= POTONGAN DOKUMEN =
"""

Clock Magic Wand Quran Compass Menu
Image Ginara Gemilentika

Penulisan Berita Kasus Kekerasan Seksual: Antara Kualitas atau Jumlah Tiras

Eduaksi | Monday, 17 May 2021, 16:40 WIB
Ilustrasi Surat Kabar Kekerasan Seksual oleh Zhalika Lekazima

Ironis, kasus kekerasan seksual semakin gencar disuarakan hingga saat ini, bahkan pelaporan tindakan keji ini terjadi setiap harinya. Dilansir dari Suara.com, Komnas Perempuan menyebutkan bahwa setiap dua jam sekali setidaknya ada tiga perempuan di Indonesia yang mengalami kekerasan seksual. Kasus seperti ini kemudian menjadi sangat rumit, baik wanita maupun pria pun bisa merasakan dampaknya. Keduanya bisa menjadi korban, maupun pelaku.

Media sebagai alat yang berfungsi sebagai sarana informasi masyarakat kemudian berkewajiban memberitakan ketidakadilan tersebut. Media memiliki peranan yang penting untuk bisa memenuhi tujuan sejatinya, people right to know, people right to inform. Namun, pemberitaan mengenai kasus kekerasan seksual tak pernah menjadi perkara yang mudah. Selalu ada perdebatan dalam pemberitaannya.

Sebut saja pada pemberitaan mengenai kasus kekerasan seksual di salah satu kampus bergengsi di Indonesia. Pemberitaan yang dipublikasikan oleh sebuah pers mahasiswa, Balairung, menjadi pembicaraan yang hangat karena berhasil membagi masyarakat menjadi dua kubu. Kubu yang mendukung penjelasan secara rinci mengenai kronologis peristiwa kasus kekerasan seksual dan kubu yang mengutuknya.

"""

= DATA TERKUMPUL =
"""

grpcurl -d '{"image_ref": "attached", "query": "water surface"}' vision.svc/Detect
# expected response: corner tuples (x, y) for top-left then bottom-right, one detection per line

"""

Ulangi kata demi kata bagian potongan dokumen tentang pemberitaan kekerasan seksual, mulai dari "Ironis, kasus kekerasan" sampai dengan "perdebatan dalam pemberitaannya.", termasuk kedua ujungnya.

= TUGAS SELESAI =
Ironis, kasus kekerasan seksual semakin gencar disuarakan hingga saat ini, bahkan pelaporan tindakan keji ini terjadi setiap harinya. Dilansir dari Suara.com, Komnas Perempuan menyebutkan bahwa setiap dua jam sekali setidaknya ada tiga perempuan di Indonesia yang mengalami kekerasan seksual. Kasus seperti ini kemudian menjadi sangat rumit, baik wanita maupun pria pun bisa merasakan dampaknya. Keduanya bisa menjadi korban, maupun pelaku.

Media sebagai alat yang berfungsi sebagai sarana informasi masyarakat kemudian berkewajiban memberitakan ketidakadilan tersebut. Media memiliki peranan yang penting untuk bisa memenuhi tujuan sejatinya, people right to know, people right to inform. Namun, pemberitaan mengenai kasus kekerasan seksual tak pernah menjadi perkara yang mudah. Selalu ada perdebatan dalam pemberitaannya.